------ MATERIAL TO PROCESS

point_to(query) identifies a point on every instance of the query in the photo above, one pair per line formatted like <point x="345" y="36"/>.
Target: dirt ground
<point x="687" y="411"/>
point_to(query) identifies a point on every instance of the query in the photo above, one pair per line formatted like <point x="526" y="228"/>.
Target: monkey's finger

------------

Your task is to reproduce the whole listing exactly.

point_to(query) identifies a point on every instance of the query in the photo above, one pair per line formatted like <point x="345" y="36"/>.
Target: dirt ground
<point x="687" y="411"/>
point_to(query) identifies a point on every instance of the query in the photo above, one pair per line formatted like <point x="526" y="228"/>.
Target: monkey's finger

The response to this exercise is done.